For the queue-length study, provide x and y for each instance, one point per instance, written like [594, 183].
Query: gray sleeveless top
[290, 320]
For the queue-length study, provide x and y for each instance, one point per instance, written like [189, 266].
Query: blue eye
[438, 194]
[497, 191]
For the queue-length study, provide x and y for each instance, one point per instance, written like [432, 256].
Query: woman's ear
...
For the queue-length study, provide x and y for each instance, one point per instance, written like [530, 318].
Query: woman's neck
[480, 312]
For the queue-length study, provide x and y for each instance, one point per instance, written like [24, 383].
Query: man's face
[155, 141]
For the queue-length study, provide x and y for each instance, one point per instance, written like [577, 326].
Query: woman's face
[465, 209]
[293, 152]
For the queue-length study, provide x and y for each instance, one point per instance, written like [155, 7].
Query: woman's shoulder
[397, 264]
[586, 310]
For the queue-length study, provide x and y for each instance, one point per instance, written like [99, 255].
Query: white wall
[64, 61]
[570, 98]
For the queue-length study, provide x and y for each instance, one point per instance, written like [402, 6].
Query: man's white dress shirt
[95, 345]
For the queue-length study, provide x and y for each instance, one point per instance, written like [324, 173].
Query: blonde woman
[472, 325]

**Task instructions**
Using the entries above, give back exactly the line containing "like [594, 183].", the line containing "Query: woman's ear", and every line between them, and nothing else.

**Exercise result**
For the queue-length study, provide x and y for each instance, one point per instance, written like [594, 183].
Query: gray sleeveless top
[290, 320]
For the queue-length study, provide x and y for each instance, one point per instance, written like [189, 266].
Query: blue eye
[438, 194]
[497, 191]
For the queue-length study, provide x and y for each instance, one point per instance, written like [432, 256].
Query: woman's ear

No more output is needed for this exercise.